> **Records to process**:
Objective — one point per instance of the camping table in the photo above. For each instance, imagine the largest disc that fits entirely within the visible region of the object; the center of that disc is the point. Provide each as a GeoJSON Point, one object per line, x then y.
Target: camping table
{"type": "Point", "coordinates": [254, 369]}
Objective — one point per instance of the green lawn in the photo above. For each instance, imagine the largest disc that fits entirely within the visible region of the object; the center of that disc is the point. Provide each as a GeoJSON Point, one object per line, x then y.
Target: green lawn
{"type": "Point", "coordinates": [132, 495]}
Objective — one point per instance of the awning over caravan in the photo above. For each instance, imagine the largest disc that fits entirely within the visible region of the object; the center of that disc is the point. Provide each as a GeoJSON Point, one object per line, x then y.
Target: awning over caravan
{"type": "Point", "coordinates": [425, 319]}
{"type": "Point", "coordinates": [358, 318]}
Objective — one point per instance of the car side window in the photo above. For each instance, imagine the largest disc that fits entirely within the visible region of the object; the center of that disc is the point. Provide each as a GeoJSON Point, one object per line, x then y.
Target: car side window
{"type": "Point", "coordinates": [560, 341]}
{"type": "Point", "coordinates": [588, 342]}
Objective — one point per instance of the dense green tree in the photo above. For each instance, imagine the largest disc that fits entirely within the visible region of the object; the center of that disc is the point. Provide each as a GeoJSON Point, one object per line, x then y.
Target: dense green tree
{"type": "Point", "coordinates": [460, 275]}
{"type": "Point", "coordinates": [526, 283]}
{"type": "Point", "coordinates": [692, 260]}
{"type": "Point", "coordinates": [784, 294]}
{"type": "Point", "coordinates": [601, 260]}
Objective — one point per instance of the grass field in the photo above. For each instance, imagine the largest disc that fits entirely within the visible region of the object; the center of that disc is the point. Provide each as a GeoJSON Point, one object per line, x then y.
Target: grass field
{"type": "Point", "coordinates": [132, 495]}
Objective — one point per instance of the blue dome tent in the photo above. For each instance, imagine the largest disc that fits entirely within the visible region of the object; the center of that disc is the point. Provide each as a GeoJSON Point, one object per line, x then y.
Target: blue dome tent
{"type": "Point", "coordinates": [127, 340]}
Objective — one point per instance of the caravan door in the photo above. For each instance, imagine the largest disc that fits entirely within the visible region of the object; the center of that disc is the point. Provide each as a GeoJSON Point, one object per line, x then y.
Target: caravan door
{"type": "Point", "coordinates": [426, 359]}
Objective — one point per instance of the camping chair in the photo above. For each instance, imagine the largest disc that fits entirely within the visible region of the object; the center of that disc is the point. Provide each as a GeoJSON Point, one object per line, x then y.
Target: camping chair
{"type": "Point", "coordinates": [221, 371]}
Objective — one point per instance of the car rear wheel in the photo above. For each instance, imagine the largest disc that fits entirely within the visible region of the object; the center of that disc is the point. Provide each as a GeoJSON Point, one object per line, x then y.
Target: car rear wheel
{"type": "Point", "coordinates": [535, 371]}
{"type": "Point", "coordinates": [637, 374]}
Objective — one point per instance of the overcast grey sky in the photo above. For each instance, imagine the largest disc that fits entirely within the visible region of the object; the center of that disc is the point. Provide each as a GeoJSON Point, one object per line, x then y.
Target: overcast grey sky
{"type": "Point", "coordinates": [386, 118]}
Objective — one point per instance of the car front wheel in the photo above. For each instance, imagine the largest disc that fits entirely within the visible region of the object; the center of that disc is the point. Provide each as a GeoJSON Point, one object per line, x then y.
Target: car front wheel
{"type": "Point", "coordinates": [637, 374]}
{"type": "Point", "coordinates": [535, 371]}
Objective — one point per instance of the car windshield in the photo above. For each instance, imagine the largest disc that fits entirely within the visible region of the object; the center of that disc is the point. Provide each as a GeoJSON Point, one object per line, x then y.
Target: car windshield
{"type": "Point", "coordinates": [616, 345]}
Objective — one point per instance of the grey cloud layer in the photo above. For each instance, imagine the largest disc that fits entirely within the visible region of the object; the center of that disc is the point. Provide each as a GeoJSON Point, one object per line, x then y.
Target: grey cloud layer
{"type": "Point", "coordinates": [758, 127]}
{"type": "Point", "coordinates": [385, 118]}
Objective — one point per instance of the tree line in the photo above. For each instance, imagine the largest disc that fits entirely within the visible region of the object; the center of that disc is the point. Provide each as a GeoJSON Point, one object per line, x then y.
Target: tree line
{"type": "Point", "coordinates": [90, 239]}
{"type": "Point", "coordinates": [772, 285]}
==
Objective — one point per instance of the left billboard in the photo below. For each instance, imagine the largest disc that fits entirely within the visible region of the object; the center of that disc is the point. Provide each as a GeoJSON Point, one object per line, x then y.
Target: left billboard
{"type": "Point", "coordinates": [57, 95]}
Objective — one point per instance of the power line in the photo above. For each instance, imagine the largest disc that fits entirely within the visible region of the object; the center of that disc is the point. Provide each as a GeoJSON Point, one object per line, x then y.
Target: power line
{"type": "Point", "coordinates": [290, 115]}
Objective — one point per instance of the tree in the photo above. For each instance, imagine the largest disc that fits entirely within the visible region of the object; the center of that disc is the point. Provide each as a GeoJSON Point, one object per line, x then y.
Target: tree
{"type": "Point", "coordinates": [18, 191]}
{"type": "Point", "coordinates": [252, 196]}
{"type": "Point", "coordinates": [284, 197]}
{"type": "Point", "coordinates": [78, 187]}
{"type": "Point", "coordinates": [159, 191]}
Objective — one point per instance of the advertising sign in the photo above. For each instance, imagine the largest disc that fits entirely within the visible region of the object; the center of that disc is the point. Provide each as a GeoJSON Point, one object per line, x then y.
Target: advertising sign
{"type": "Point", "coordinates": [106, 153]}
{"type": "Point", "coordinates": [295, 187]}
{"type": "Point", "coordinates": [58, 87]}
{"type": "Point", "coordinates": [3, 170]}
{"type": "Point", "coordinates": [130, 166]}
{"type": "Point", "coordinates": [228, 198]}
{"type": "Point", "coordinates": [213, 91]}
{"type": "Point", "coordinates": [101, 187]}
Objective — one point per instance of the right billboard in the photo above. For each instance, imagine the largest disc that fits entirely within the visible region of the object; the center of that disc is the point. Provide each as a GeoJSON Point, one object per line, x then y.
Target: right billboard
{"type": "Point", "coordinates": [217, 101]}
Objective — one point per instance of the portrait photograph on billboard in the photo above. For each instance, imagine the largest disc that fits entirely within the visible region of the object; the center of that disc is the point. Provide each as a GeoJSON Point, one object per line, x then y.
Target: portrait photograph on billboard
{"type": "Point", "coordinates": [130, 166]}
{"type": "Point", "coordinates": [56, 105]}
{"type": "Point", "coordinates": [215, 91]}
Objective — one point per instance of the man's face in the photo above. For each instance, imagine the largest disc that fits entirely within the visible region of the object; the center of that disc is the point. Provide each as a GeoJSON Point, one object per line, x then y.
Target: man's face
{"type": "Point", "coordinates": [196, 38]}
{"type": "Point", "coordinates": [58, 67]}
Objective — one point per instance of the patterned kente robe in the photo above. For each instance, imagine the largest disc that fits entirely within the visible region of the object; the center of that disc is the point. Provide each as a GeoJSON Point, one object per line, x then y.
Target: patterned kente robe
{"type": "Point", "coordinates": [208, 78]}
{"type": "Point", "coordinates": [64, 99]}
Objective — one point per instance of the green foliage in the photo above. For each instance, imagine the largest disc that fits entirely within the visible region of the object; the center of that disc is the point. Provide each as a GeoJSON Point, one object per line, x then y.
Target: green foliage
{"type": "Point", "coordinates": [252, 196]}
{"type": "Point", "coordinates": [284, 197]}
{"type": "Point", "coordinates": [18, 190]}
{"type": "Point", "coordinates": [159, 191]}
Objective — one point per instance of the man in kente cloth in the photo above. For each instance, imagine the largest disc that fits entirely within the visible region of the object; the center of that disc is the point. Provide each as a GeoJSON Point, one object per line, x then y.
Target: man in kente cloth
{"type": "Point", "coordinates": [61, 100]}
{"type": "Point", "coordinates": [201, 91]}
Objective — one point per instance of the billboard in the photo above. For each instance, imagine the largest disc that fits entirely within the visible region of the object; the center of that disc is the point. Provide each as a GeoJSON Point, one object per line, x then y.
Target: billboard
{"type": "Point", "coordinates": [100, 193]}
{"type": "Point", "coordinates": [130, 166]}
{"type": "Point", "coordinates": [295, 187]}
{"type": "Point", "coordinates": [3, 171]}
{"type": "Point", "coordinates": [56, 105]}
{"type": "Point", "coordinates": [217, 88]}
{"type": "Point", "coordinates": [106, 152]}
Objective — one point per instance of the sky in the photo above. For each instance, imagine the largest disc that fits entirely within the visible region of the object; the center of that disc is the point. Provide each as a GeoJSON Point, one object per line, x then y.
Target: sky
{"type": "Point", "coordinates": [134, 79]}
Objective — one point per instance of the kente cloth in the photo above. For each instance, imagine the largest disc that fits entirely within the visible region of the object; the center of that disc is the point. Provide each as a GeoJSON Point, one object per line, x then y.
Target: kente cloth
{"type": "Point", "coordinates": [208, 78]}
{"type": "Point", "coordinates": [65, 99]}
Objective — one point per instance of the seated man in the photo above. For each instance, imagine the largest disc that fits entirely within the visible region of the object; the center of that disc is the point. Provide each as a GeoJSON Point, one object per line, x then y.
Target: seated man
...
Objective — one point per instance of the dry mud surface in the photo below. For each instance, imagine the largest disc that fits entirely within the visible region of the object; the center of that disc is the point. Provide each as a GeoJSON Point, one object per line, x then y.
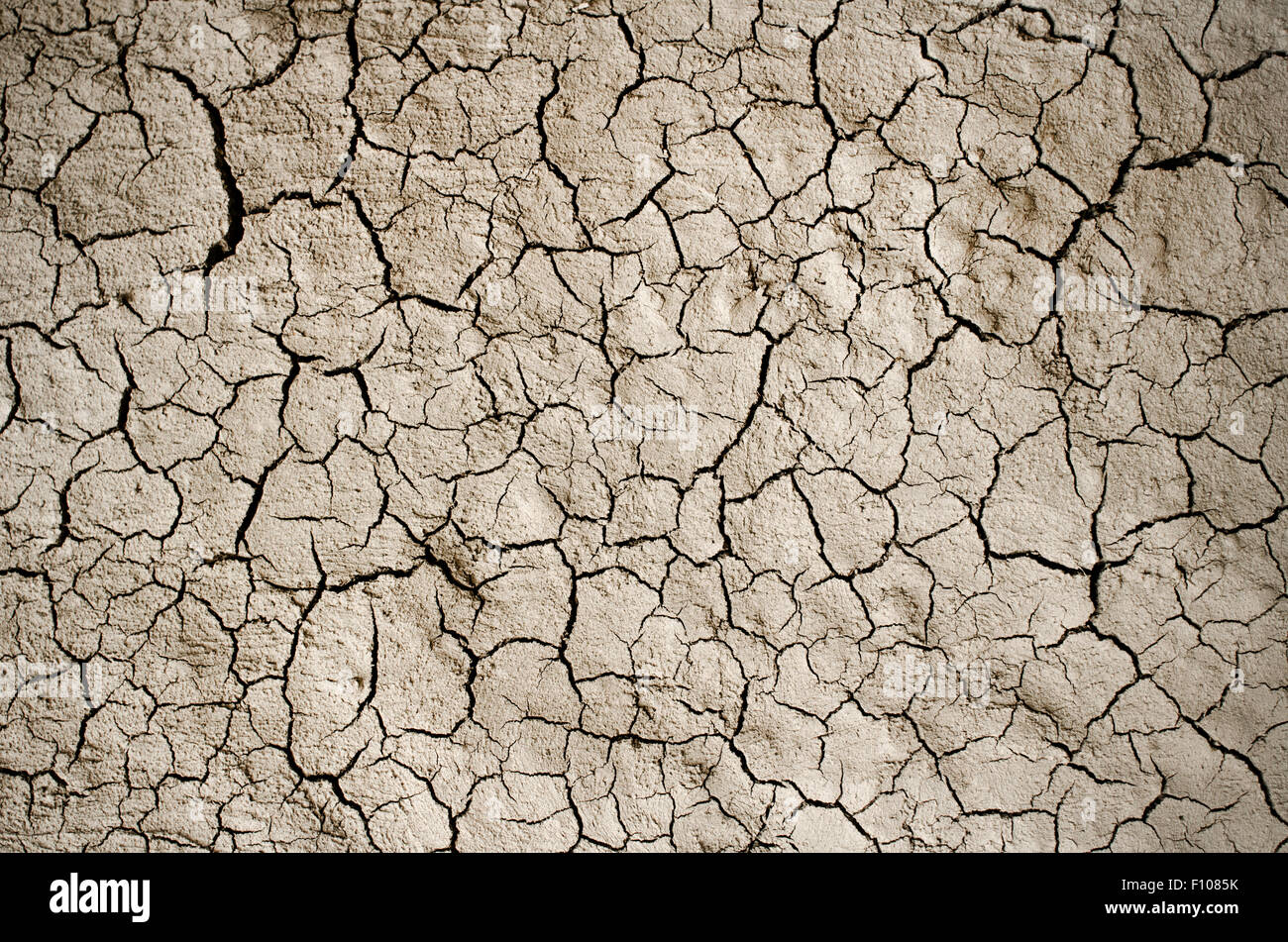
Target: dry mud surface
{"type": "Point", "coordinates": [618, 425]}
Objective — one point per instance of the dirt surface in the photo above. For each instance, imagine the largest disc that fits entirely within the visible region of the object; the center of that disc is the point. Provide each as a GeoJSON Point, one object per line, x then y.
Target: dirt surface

> **Set exercise**: Identify each line in the entries above that contains the word "advertising", and copy every such line in full.

> **Complete answer**:
Objective — one point per instance of the advertising sign in the photo above. For each instance, imagine the largest disc that fits entirely within the visible region of the object; the center of that disc is the point. Provide each as a GeoJSON Point, one object per line, x then y.
Target: advertising sign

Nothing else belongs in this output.